In the past, in a fixed network, once we change the network, we need to change the IP address because we change the network ID.

• Retain Host Address => Routing fails
• Change Host Address => Lose established connections

Intuitive Solution

Take up the analogy of you moving from one apartment to another

• What do you do?
  • Leave a forwarding address with your old post-office!
  • The old post-office forwards mails to your new post-office, which then forwards them to you

Mobility solution is working at the same idea.

Mobility Solution

2 Other entites

• home agent (old post-office in our example)
• foreign agent (new post-office in our example)

Some keyterms to know:

• home network
  • permanent “home” of mobile
• Permanent address
  • address in home network, can always be used to reach mobile
• home agent
  • entity that will perform mobility functions on behalf of mobile, when mobile is remote
• visited network
  • network in which mobile currently resides
• foreign agent
  • entity in visited network that performs mobility functions on behalf of mobile.

◆ ◆ ◆ ◆

Problems »
• 1. Answer the following questions using the text on network mobility.
(a) What happens if a host keeps its address after moving to a different network?
(b) Which entity corresponds to the new post-office in the analogy?
(c) How is the visited network defined?
• 2. Extend the text on network mobility with a short passage that follows on from its final definition.

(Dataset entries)
◆ ◆ ◆ ◆

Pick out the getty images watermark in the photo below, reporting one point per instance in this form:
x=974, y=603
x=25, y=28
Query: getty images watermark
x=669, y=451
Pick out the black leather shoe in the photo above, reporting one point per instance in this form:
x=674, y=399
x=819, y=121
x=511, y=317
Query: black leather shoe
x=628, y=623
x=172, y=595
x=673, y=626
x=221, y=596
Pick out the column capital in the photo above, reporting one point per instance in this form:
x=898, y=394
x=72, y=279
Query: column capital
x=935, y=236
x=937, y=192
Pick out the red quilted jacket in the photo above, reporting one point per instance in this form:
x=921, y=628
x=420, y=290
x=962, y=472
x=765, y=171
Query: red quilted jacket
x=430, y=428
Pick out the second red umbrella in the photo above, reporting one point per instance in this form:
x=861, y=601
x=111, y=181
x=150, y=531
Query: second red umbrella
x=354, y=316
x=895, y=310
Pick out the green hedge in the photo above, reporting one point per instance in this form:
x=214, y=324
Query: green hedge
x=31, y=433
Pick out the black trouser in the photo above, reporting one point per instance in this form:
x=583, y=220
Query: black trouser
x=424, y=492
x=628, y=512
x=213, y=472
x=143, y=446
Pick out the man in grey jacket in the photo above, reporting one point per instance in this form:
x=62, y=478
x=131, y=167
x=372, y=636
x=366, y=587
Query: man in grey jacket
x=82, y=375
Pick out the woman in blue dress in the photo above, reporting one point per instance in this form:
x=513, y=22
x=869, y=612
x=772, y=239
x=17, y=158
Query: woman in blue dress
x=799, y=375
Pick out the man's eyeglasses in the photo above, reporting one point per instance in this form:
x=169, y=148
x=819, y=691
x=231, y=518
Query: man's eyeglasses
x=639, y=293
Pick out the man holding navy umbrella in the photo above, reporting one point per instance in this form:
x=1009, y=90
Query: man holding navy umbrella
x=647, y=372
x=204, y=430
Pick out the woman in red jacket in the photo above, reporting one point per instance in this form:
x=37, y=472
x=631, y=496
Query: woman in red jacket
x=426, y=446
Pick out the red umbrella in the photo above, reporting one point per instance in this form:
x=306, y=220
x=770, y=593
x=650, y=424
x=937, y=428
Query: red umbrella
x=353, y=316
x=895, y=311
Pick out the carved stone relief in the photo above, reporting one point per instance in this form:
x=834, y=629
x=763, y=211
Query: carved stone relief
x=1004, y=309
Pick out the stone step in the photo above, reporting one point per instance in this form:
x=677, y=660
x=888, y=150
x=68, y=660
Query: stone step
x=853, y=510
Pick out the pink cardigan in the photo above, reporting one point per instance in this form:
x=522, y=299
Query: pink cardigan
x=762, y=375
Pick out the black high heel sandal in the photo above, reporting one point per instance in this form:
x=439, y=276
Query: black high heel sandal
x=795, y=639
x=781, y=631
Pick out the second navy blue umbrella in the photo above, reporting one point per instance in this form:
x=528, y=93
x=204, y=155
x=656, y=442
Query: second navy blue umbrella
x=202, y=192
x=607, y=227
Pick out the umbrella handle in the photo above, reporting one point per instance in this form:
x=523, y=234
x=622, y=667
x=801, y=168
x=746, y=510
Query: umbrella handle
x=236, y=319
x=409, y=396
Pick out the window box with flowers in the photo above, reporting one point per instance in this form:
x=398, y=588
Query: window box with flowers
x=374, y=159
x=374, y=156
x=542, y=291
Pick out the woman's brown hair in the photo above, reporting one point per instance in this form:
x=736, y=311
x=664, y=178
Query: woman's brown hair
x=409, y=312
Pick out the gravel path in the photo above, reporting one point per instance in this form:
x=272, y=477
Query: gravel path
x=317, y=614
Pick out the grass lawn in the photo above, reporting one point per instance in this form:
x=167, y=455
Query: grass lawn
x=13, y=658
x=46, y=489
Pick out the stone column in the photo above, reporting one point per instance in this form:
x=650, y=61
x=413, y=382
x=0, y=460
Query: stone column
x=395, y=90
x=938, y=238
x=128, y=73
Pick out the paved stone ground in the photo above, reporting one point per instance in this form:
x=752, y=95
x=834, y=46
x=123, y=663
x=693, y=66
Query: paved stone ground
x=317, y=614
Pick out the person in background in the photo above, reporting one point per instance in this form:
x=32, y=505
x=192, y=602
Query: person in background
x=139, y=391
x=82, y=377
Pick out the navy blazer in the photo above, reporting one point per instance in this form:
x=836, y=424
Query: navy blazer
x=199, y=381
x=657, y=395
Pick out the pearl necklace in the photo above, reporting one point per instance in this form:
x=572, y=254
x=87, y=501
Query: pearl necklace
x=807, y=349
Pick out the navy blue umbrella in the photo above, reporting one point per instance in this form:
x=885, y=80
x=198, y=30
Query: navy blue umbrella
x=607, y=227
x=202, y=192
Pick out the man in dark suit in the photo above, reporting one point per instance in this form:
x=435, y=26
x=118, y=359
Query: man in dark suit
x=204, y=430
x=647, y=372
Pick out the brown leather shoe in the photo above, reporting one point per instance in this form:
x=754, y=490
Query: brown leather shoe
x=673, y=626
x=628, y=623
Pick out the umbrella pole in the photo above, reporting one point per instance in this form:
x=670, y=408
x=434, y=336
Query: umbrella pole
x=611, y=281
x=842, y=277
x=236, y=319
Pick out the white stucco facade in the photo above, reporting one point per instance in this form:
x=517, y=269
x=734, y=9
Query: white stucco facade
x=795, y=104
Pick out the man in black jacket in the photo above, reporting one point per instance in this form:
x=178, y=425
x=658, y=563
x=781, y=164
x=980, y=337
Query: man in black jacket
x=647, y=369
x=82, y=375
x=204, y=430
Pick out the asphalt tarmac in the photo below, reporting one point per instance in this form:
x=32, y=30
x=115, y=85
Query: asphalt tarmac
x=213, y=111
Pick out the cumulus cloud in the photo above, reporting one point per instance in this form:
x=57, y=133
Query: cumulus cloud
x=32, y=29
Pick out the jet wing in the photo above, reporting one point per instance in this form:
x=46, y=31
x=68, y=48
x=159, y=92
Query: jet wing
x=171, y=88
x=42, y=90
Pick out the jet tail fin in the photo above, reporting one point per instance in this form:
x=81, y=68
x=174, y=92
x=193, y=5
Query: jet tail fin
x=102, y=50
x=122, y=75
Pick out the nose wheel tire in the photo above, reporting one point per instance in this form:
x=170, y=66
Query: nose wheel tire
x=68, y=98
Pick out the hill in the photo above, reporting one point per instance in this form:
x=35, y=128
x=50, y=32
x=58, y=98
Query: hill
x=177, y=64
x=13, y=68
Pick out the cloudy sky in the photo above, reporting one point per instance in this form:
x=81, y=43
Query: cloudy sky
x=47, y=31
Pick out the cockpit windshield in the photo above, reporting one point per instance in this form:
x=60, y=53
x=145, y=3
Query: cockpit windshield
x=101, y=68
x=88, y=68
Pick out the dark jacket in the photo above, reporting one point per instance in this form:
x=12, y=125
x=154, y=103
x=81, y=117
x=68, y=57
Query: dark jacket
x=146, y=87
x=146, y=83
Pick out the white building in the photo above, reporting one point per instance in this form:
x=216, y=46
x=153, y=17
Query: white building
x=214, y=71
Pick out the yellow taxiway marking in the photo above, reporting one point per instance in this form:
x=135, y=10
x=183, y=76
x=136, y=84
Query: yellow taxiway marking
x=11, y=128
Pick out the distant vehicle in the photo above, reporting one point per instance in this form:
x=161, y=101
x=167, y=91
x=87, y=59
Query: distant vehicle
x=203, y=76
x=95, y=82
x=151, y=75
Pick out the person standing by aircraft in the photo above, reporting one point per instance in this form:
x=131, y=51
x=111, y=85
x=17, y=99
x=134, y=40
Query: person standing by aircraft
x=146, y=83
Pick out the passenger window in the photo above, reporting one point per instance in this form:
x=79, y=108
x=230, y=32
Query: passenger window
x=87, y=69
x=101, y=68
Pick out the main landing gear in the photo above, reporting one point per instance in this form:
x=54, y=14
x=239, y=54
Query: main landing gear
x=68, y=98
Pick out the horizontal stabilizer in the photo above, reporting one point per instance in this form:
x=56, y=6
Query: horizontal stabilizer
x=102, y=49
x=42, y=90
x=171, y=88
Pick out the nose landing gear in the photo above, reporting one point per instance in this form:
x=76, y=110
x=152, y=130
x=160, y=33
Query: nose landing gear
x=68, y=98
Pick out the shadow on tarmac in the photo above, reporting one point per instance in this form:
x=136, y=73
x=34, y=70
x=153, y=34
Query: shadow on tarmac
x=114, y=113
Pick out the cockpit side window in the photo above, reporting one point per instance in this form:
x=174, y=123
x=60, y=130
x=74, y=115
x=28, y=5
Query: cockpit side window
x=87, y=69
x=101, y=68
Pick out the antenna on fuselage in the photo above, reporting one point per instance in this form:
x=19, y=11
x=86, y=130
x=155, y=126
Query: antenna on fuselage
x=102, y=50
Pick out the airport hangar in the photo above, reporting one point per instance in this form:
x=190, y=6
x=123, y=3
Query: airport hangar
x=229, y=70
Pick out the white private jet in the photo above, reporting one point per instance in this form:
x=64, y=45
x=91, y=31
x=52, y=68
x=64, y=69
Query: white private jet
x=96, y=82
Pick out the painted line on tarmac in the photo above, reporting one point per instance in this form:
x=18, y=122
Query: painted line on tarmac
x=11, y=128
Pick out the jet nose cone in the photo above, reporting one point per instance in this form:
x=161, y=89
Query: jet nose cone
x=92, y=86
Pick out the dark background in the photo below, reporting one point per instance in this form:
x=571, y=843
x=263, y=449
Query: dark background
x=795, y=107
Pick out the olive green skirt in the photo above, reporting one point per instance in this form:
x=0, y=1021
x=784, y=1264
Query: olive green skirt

◆ ◆ ◆ ◆

Answer set »
• 1.
(a) Routing fails.
(b) The foreign agent.
(c) It is the network in which the mobile currently resides.

• 2.
• Care-of-address
  • assigned address in visited network (foreign agent address)
• Correspondent
  • the device that wants communicate with mobile

Mobility: approaches

Let routing handle it (not scalable to millinon of mobiles, bad approach)

• routers advertise permanent address of mobile- nodes-in-residence via usual routing table exchange.
• routing tables indicate where each mobile located
• no changes to end-systems
• many overhead if in large scale

let end-systems handle it

• Indirect routing:

  • communication from correspondent to mobile goes through home agent, then forwarded to remote
  • not involve the correspond alot
  • Less efficent, but morely used
    • Path:
      • Correspondent send to Home agent
      • Home agent send to Foreign agent
      • Foreign agent send to Care-of-address

• Direct routing: (not recommended)

  • correspondent gets foreign address of mobile, sends directly to mobile

  • involve the correspond alot

  • efficent, but lessly used (because involve the correspond alot)

    • Path:

      • Correspondent send to Home agent
      • Home agent send to Correspondent
      • Correspondent send to Foreign agent
      • Foreign agent send to Care-of-address

Mobility: Registration

• When entering visited network, mobile contacts the foreign agent
• foreign agent contacts home agent home: “this mobile is resident in my network”
• Thus
  • Foreign agent knows about mobile
  • Home agent knows location of mobile

Mobility via Indirect Routing

Mobile uses two addresses:

• Permanent address:
  • used by correspondent (hence mobile location is transparent to correspondent)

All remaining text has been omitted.